From the entries below, pull out each line where "crowd" appears.

====== Records shown

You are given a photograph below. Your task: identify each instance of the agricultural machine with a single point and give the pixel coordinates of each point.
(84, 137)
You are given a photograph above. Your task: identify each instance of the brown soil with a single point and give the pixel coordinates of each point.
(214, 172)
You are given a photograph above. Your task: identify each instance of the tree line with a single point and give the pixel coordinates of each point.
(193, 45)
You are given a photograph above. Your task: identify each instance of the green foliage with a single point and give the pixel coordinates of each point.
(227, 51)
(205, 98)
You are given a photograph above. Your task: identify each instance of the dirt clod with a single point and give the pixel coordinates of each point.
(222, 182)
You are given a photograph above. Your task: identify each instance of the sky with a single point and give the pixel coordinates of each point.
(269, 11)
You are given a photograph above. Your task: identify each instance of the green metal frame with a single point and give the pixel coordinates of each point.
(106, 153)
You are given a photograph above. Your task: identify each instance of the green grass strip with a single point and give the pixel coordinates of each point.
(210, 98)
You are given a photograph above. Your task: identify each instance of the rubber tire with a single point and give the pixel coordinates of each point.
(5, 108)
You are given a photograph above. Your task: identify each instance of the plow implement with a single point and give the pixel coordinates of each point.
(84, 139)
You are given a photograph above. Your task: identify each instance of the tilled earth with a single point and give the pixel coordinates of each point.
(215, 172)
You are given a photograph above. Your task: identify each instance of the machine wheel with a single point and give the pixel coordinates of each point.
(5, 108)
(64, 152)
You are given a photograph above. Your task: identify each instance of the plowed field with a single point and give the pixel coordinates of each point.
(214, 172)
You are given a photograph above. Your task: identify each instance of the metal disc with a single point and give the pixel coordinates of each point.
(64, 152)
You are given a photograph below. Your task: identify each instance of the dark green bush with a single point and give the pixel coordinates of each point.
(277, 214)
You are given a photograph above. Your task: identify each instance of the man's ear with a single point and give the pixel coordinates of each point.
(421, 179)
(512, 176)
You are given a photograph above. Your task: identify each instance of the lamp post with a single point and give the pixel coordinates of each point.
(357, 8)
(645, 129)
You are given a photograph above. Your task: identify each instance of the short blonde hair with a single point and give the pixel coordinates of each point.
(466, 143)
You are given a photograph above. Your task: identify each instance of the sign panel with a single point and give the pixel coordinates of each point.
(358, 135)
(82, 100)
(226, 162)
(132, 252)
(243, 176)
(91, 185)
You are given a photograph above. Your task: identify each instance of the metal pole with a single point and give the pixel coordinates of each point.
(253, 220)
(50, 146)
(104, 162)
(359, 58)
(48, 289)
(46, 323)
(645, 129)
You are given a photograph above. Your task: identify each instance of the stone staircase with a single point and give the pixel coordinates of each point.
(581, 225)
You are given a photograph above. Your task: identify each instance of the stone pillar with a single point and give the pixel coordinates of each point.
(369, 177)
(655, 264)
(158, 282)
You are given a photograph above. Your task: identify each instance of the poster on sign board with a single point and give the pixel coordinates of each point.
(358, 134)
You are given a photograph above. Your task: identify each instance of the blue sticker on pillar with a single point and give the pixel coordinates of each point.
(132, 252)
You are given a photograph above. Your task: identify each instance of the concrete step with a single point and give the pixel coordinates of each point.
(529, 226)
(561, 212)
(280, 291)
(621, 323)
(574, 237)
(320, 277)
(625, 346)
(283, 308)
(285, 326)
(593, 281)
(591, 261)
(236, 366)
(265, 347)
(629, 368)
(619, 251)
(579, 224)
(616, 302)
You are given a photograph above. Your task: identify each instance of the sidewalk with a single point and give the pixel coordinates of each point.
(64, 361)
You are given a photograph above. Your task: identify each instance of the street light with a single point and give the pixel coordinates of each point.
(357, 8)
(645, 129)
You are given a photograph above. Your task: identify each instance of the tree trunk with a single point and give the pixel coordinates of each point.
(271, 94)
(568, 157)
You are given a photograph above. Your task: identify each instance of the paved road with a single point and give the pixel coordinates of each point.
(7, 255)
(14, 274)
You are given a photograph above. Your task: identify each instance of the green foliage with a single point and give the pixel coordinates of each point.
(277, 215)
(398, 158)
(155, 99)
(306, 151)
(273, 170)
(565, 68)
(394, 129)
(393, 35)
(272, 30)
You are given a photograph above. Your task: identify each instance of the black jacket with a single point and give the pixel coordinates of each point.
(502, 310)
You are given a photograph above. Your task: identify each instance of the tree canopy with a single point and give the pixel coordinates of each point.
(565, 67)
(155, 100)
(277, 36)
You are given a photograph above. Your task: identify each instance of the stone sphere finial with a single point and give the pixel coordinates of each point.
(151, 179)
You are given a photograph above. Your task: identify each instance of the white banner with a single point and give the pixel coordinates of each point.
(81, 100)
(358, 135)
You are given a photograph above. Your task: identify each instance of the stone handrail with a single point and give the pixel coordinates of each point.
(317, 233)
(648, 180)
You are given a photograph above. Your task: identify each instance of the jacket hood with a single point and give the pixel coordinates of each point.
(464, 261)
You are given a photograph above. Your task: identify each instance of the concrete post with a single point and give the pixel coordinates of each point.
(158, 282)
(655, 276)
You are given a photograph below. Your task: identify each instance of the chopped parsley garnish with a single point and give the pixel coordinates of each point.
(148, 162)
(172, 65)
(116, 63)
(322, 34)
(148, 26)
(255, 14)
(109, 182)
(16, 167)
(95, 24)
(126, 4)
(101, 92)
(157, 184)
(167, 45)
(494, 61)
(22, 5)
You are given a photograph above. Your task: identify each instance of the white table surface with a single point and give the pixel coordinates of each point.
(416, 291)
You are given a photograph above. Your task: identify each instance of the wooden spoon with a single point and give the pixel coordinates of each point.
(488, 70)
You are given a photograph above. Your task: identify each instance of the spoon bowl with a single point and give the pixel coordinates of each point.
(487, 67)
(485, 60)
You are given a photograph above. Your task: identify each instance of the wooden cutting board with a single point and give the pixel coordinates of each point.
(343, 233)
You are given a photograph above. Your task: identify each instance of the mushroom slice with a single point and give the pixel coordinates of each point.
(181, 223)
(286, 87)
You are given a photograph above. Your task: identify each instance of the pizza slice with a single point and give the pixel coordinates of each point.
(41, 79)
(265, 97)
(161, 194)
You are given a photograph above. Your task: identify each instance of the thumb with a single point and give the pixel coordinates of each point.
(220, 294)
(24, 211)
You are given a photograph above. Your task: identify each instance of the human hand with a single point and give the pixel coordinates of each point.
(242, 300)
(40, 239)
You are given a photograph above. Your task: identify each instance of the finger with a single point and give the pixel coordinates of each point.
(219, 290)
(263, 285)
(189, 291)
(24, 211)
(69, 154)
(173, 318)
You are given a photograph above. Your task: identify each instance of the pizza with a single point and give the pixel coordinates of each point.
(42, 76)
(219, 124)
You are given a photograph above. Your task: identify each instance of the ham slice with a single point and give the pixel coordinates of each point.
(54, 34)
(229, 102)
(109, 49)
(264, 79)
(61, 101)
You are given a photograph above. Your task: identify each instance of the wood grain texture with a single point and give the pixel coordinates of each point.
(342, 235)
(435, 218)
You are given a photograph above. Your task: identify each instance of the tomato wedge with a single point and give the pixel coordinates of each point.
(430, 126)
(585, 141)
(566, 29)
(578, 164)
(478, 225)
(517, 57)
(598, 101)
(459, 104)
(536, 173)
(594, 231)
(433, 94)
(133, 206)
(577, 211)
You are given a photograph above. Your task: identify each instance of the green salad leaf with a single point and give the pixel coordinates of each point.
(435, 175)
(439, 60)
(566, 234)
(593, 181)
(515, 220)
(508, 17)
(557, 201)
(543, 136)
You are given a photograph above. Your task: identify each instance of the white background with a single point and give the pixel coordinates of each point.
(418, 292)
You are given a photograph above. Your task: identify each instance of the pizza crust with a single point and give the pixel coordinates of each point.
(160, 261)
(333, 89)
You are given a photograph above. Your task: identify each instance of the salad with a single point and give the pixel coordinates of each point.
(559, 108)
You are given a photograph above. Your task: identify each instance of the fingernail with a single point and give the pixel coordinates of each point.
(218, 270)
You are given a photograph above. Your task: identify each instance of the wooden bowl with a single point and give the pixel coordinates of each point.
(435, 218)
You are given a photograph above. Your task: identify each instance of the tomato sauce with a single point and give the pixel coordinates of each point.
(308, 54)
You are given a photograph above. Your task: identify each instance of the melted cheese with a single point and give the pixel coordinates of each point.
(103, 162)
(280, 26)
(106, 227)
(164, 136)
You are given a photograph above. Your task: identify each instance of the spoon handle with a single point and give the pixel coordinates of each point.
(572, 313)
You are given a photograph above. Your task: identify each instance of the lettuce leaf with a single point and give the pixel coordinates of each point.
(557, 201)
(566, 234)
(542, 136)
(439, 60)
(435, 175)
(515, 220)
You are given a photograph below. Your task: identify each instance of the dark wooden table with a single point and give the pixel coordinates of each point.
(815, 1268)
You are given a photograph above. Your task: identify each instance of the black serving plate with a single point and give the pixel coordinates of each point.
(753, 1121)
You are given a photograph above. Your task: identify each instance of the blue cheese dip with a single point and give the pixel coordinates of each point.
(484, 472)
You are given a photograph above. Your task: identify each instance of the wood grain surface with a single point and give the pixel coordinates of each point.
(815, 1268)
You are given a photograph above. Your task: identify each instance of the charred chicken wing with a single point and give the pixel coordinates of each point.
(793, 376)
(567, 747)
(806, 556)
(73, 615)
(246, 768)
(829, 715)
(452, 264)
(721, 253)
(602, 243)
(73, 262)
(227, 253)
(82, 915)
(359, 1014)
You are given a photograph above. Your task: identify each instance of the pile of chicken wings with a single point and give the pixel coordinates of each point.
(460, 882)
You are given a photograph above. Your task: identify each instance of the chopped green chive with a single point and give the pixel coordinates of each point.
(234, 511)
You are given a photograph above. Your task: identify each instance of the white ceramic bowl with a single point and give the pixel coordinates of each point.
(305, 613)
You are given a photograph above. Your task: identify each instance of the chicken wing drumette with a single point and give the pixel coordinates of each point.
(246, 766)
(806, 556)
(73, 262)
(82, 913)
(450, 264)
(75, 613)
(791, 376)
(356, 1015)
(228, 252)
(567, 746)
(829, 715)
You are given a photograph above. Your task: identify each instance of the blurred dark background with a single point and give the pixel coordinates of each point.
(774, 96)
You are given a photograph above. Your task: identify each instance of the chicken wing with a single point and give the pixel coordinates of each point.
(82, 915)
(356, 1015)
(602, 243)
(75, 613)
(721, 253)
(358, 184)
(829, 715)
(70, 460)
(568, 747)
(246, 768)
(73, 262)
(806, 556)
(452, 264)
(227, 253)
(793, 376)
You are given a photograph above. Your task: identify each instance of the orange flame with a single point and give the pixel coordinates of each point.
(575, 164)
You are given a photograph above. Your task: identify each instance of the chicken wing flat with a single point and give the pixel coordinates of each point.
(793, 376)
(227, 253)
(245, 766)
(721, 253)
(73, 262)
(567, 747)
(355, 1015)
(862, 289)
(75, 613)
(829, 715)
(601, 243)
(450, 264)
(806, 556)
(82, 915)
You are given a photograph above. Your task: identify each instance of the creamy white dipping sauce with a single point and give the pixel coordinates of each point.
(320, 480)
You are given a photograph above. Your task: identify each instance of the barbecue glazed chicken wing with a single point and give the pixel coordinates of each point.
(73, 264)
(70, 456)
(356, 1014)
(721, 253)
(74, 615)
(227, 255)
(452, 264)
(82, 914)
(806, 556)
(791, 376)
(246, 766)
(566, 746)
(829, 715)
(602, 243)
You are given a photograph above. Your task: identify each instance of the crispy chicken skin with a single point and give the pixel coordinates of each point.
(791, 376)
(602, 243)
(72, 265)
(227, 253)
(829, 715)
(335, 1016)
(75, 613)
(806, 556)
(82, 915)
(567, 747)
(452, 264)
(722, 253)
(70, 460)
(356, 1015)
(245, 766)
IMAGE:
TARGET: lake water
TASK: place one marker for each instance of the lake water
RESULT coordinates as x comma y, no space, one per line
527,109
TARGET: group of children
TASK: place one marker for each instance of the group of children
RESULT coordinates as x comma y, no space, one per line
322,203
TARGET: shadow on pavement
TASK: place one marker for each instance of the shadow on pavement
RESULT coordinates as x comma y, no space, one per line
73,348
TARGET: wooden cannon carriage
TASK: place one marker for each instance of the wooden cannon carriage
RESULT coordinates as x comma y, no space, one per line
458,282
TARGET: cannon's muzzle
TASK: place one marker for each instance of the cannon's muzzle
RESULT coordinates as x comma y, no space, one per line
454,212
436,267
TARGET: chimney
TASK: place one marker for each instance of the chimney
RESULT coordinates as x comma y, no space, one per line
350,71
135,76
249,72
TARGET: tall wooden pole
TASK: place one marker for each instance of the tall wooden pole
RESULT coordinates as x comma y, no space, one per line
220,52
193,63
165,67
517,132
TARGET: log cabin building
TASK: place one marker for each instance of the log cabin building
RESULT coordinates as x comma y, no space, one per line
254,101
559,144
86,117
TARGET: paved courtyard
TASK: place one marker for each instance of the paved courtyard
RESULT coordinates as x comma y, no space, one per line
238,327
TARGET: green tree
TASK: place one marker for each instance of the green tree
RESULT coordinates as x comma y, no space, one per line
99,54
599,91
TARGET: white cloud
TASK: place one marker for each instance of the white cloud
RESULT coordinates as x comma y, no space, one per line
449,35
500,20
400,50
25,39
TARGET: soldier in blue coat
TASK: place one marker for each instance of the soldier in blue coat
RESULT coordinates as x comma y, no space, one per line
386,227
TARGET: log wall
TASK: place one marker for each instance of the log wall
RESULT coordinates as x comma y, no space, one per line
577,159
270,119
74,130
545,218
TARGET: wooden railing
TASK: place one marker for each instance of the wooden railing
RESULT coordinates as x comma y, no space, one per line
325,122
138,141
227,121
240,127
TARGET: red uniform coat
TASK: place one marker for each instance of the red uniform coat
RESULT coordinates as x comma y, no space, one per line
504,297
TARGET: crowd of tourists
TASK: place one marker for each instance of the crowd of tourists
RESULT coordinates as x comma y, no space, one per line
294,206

============

## Completed task
TARGET: crowd of tourists
TASK: place one marker for each instance of the crowd of tourists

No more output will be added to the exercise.